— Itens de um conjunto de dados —
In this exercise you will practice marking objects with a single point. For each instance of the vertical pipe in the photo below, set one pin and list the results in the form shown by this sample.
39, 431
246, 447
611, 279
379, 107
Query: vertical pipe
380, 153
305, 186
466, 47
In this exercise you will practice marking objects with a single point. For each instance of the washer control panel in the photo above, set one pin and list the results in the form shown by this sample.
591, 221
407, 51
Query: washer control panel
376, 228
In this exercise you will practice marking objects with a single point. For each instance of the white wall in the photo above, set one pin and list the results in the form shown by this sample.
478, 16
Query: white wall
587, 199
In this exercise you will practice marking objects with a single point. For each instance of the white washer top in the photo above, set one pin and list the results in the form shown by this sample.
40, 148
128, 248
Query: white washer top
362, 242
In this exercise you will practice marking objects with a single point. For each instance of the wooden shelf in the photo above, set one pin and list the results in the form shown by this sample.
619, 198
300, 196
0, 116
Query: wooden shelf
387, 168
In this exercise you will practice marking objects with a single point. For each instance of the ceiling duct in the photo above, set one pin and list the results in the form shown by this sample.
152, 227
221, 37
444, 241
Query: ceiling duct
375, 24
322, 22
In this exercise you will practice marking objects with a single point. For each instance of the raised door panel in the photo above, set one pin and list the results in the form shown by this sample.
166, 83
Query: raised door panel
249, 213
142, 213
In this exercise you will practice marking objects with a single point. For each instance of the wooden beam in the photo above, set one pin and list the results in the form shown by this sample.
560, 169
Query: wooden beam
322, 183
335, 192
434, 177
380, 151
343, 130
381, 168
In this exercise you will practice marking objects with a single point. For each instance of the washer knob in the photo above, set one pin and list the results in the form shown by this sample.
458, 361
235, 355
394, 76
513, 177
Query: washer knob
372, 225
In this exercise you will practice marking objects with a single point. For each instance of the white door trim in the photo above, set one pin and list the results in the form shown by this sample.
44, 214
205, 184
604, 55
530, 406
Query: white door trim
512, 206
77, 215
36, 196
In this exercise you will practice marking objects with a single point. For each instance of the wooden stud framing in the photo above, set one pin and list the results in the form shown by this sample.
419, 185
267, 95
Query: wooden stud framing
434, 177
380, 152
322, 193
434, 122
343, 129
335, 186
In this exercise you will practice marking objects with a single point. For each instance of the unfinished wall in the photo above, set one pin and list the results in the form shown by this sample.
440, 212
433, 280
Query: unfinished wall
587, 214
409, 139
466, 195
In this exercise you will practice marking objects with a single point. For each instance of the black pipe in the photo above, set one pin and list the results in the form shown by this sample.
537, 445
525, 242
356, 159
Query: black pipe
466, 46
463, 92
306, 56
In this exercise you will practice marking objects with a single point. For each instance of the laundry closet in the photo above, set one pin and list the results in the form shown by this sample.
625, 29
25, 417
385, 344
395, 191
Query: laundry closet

— INSTRUÇÕES DE TRABALHO —
Reescreva todas as linhas, da que contém "of the black" até a última, e desloque as coordenadas dos pontos de resposta somando 126 a cada número delas, sem mudar os outros números.

— TAREFA CONCLUÍDA —
In this exercise you will practice marking objects with a single point. For each instance of the black pipe in the photo above, set one pin and list the results in the form shown by this sample.
537, 445
525, 242
356, 159
Query: black pipe
592, 172
589, 218
432, 182
In this exercise you will practice marking objects with a single point. For each instance of the laundry closet in the photo above, set one pin and list the results in the form shown by this sample.
625, 29
25, 417
385, 344
395, 191
Query: laundry closet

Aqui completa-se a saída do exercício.